▶ Exercise
Drop the images; return everything else in the listing below exactly.

▶ Provided material
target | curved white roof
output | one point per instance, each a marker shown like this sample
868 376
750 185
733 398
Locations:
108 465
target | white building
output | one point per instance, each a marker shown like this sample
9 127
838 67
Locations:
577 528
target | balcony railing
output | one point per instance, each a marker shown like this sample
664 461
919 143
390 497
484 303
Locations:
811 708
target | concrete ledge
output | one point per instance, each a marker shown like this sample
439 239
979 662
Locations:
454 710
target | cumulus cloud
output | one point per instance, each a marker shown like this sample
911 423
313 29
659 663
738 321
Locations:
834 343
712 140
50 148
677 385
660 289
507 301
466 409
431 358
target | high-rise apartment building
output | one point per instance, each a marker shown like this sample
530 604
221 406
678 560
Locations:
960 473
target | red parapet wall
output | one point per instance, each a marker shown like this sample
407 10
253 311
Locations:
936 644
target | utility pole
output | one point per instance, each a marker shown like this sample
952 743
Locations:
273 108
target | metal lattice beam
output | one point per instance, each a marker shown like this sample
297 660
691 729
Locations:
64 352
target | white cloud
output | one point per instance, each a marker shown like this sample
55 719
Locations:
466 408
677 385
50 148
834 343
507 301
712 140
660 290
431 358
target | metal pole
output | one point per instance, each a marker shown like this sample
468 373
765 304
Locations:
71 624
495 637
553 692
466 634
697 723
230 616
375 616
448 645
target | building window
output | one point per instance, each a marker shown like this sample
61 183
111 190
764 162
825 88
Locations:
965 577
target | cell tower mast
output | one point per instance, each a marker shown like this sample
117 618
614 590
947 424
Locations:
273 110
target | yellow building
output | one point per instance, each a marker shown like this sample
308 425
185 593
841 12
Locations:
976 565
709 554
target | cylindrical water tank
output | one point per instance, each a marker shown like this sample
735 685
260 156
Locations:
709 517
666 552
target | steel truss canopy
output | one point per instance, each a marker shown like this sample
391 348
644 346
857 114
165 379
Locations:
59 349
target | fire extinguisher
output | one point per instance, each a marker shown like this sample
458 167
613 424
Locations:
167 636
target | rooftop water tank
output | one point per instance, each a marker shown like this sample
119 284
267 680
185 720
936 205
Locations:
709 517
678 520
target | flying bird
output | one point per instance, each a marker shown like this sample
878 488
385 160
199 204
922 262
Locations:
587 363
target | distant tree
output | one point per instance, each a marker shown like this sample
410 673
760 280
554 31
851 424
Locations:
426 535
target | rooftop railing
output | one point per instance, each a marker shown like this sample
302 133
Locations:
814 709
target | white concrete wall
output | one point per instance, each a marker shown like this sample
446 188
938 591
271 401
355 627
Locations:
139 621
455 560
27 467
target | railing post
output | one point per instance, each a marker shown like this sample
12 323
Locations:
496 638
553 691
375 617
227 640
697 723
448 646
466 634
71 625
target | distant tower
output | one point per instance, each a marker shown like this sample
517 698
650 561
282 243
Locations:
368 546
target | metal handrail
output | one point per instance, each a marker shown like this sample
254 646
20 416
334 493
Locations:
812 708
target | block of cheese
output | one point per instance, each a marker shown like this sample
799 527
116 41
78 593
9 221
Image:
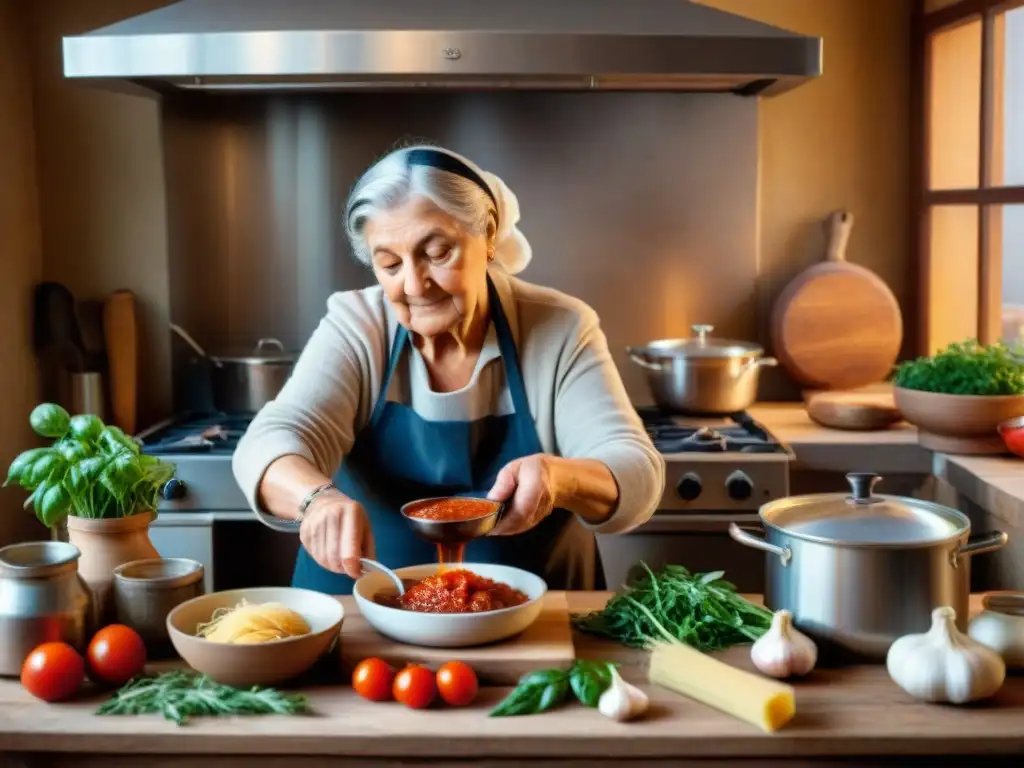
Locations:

▶ Result for this task
target | curved white roof
output | one point per instance, each a marker shown like this sample
868 376
750 185
733 398
Locations:
108 465
target | white building
output | one point per instance, each a marker shown like this sample
9 127
838 67
Locations:
577 528
target | balcony railing
output | one point per instance, each a marker shown like this sample
664 461
919 143
390 497
484 303
Locations:
811 708
target | concrete ledge
output | one point per instance, each a marker shown like this sample
439 239
979 662
Locations:
454 710
target | cumulus cloud
output | one point per instance, each a marker shown like this sample
911 423
313 29
659 663
738 321
Locations:
834 343
712 140
50 148
677 385
660 289
507 301
466 409
431 358
target | high-rise apartment building
output | one point per instance, each a marker shown like this sample
530 604
221 406
678 560
Locations:
960 473
target | red parapet wall
output | one point per instance, each a marker shown like this sample
407 10
253 311
Locations:
936 644
target | utility pole
output | one point per instance, each a marker shown like this sample
952 743
Locations:
273 108
target | metal lattice beam
output | one point per instance, each a marker shown like this sample
297 660
691 729
Locations:
64 352
target | white cloud
output | one point per instance, each a marker shown like this sample
55 719
Locations:
466 408
677 385
50 148
834 343
507 301
712 140
660 290
431 358
target | metal pole
output | one point per instance, each a marker shown like this sample
468 373
765 304
Locations:
71 624
495 637
553 692
466 634
697 723
230 616
375 616
448 645
target | building window
output | one point per instance, each a marker shown like this sample
61 183
111 190
764 162
825 88
Locations:
965 577
target | cell tower mast
output | one point per instance, each a marker shown like this sample
117 618
614 590
947 424
Locations:
273 110
target | yellow building
output | one point per instance, each a marker shown like this sample
308 425
185 593
841 12
Locations:
976 565
709 554
target | cylindrical water tank
output | one point per instance, each a marker shown like this sample
735 685
260 156
Locations:
709 517
666 552
target | steel truss canopy
output | one point per instance, each a marker shown like this sample
391 348
644 346
857 114
165 379
Locations:
59 349
target | fire extinguisher
output | one point per instance, each a marker shown like this sample
458 167
613 424
Locations:
167 636
target | rooftop water tank
output | one point per instance, each a marker shown like this sample
119 284
267 680
185 720
936 205
Locations:
709 517
678 520
target | flying bird
output | one point per instance, each a marker shown like this sample
878 488
385 160
199 204
922 262
Locations:
587 363
target | distant tree
output | one point per instance, each a marker shown like this sample
410 673
760 280
554 31
851 424
Locations:
426 535
target | rooftop railing
output | one point per instance, each a marker shown like this sample
302 133
Locations:
814 709
target | white concrete wall
output | one point per instance, each a marker shown like this sample
446 188
938 591
271 401
355 627
Locations:
139 621
455 560
27 467
target | railing post
output | one point per instance, each a marker shown like this sample
12 323
Locations:
496 638
553 691
375 617
227 640
697 723
448 646
466 634
71 625
target | distant tower
output | one point per instance, each a marker shown like this sample
517 698
650 561
282 243
Locations:
368 546
target | metal handrail
output | one point per instance, each a marker shown like this sample
254 646
20 416
334 493
Locations:
812 708
target | block of cheese
output | one point per instance, each a marker shown like this sample
799 527
116 41
78 593
9 221
Image:
Locations:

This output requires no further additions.